> [ARTIKEL]:
'''

Kyai Masykur Pejuang NU
KH. Masjkur atau Masykur adalah salah satu dari sekian banyak Ulama dari kalangan NU yang turut aktif berjuang untuk kemerdekaan Negara Republik Indonesia sekaligus mempertahankannya. Setelah Proklamasi Kemerdekaan Indonesia, beliau juga masih aktif terlibat dalam upaya-upaya untuk mempertahankan Kemerdekaan Indonesia dari tangan penjajah baik melalui saluran pendidikan, Politik, Agama, bahkan militer.Perjuangannya melalui saluran militer nampak menonjol ketika zaman pendudukan Jepang sebelum kemerdekaan RI hingga ketika beliau menjadi Komandan Tentara Sabilillah yang turut berperan aktif dalam bergerilya bersama pasukan TNI dibawah komando Panglima Besar Jenderal Soedirman.
Mengenai kapan beliau dilahirkan, penulis merasa belum dapat memastikan kapan tepatnya beliau dilahirkan. Jika mengutip dari sumber wikipedia maka disana disebutkan bahwa beliau KH Masjkur lahir di Malang, Jawa Timur pada tanggal 30 Desember 1904 dan wafat pada 19 Desember tahun 1994 pada usia 89 tahun. Sementara terkait dengan kelahiran KH Masjkur, dalam sebuah artikel di halaman website PBNU yang beralamat di http://www.nu.or.id/post/read/61781/kh-masjkur-komandan-barisan-sabilillah , disebutkan bahwa KH Masjkur lahir di Singosari, Malang, Jawa Timur pada tahun 1899 masehi atau bertepatan dengan
1315 Hijriyah.

'''

> [TUGAS YANG DIKERJAKAN]: Tuliskan lanjutan artikel tentang KH Masjkur setelah kalimat terakhirnya. Entri berikut diambil dari sumber yang berbeda.

> [DATA TERSIMPAN]:
'''

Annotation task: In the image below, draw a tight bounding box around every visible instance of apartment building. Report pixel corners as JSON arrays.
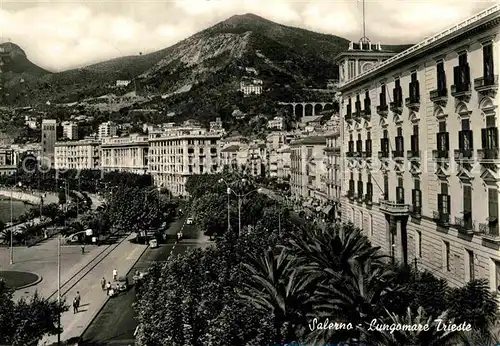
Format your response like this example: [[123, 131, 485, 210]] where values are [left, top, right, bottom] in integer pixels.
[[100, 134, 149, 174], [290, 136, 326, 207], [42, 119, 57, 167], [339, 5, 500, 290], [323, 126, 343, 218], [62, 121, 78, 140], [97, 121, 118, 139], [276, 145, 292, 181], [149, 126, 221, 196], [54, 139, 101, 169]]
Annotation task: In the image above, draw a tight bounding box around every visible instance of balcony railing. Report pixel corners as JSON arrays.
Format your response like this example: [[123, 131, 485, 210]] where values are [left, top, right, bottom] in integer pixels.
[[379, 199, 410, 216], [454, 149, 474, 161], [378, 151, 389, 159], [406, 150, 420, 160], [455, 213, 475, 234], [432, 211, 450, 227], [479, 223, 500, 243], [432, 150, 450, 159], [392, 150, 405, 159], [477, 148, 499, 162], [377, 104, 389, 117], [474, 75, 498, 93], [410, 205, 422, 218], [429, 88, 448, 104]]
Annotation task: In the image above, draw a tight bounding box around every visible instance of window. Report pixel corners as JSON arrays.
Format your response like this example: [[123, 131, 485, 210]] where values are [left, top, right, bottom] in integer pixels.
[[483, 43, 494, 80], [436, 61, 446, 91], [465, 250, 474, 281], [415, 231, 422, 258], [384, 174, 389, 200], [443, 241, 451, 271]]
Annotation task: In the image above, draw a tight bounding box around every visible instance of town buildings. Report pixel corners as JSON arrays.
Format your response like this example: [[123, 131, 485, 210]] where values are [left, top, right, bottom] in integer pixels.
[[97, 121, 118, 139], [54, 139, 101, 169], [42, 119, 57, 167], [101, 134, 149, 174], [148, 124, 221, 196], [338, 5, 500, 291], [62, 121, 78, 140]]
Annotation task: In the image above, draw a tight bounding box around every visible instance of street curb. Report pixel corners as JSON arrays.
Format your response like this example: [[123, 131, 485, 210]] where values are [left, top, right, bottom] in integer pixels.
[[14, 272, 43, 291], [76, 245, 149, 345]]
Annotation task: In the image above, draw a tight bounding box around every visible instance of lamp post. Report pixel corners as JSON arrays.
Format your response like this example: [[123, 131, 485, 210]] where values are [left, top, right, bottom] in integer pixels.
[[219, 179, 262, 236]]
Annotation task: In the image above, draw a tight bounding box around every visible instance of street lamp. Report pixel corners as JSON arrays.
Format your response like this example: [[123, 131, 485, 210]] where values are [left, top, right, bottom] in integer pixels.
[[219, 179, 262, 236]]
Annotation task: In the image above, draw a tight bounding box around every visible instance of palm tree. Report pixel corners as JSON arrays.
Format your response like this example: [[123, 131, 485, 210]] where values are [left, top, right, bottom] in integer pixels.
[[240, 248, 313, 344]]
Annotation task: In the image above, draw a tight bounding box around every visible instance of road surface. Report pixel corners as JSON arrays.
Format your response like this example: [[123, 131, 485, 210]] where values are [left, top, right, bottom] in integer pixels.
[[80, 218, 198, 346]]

'''
'''

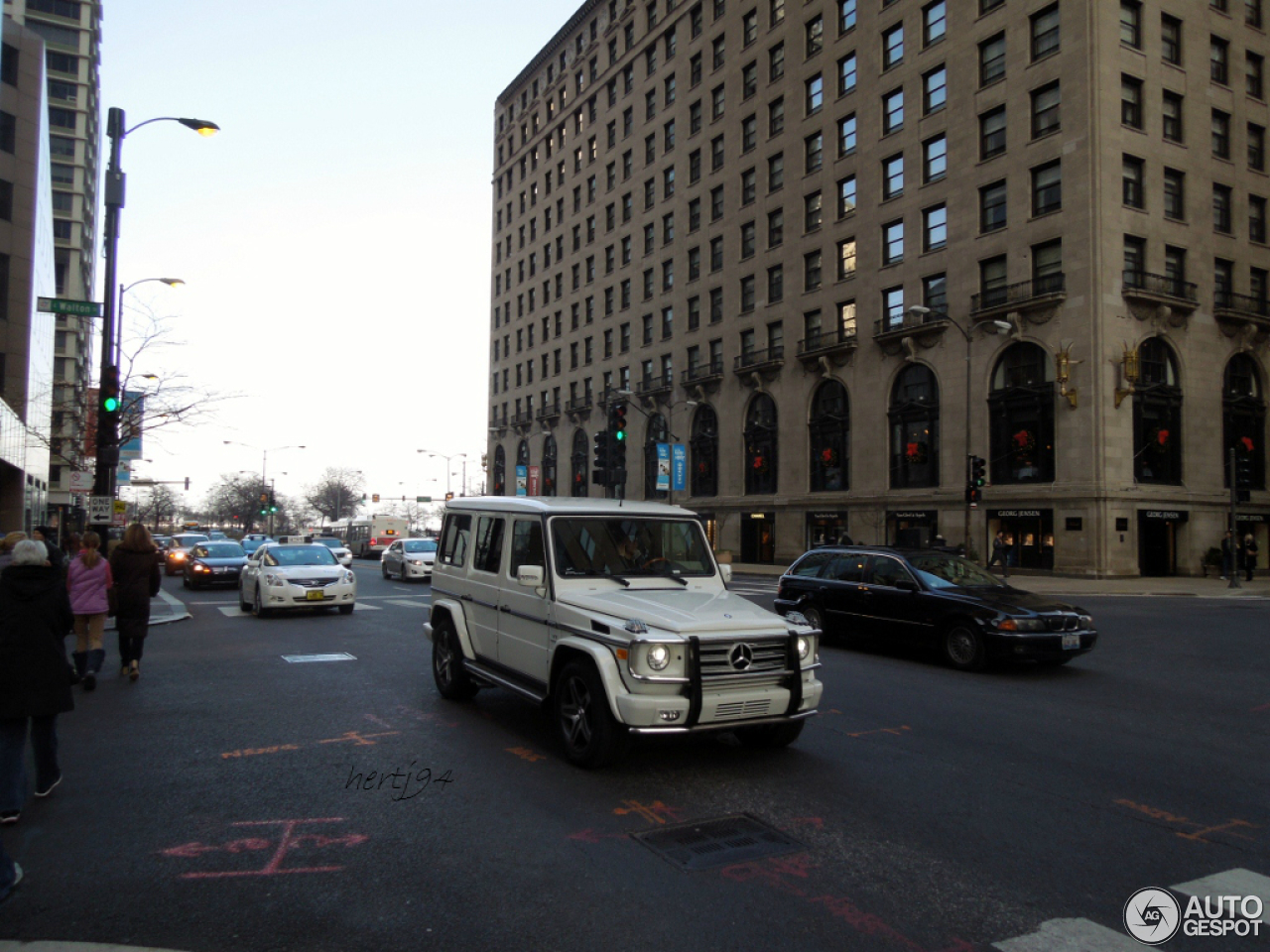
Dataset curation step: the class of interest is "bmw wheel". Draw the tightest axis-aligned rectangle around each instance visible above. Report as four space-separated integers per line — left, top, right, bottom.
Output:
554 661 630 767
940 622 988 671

'''

> [HASIL TUGAS]:
Sebelum beliau memulai perjuangannya untuk Indonesia, beliau terlebih dahulu membekali dirinya dengan berbagai pengetahuan dan keilmuan tentang Agama Islam dari berbagai daerah di Indonesia. Sebagaimana dikutip dari nu.or.id, disebutkan bahwa beliau memulai jalan pendidikannya dengan mengenyam pelajaran agama di beberapa pesantren dengan berbagai konsentrasi keilmuan, antara lain di Pesantren Keresek Cibatu Garut Jawa Barat, Pesantren Bungkuk Malang di bawah asuhan Kiai Thohir, Pesantren Sono Bundaran Sidoarjo untuk belajar nahwu sharaf dan di Pesantren Siwalan Panji Sidoarjo untuk memperdalam ilmu fiqih. Kemudian, di Tebu Ireng Jombang, ia menimba ilmu hadist dan tafsir dari Hadratussyaikh KH Hasyim Asy’ari. Selain itu, Masjkur muda juga pernah berguru kepada Syaikhona
Kholil Bangkalan Madura. Maka lengkap sudah, modal awal yang dimilikinya untuk menjadi seorang calon ulama dan pemimpin umat. Ia juga sempat menjadi santri di Pesantren Jamsaren Surakarta, di bawah asuhan KH Idris, seorang kiai keturunan pasukan Pangeran Diponegoro. Di pesantren ini pula, ia bertemu dengan kawan-kawannya yang kelak juga menjadi pemimpin umat, antara lain KH Mustain (Tuban), KH Arwani Amin (Kudus) dan sebagainya. Sifat Kiai Idris yang terkenal non-kooperatif terhadap Belanda, ikut tertanam dalam jiwa sang murid, yang sedikit banyak mulai memahami arti penting perjuangan.
Berbekal pendidikan dan pengetahuannya yang luas tentang agama Islam inilah kemudian beliau memulai perjuangannya melalui saluran pendidikan dan keagamaan. Dimana di usianya yabg masih tergolong muda, beliau mendirikan sebuah pesantren yang kala itu diberi nama Misbahul Wathan (Pelita Tanah Air) yang berlokasi di daerah Singosari Malang pada tahun 1923. Namun ketika suasana perang berkecamuk dan kondisi dalam negeri sedang kacau, demi mempertahankan pesantrennya akibat sering mendapat gangguan dari pemerintah kolonial, beliau kemudian mengganti nama pesantrennya tersebut menjadi Nahdlatul Wathan (Kebangkitan Tanah Air) atas saran dari KH Wahab Hasbullah.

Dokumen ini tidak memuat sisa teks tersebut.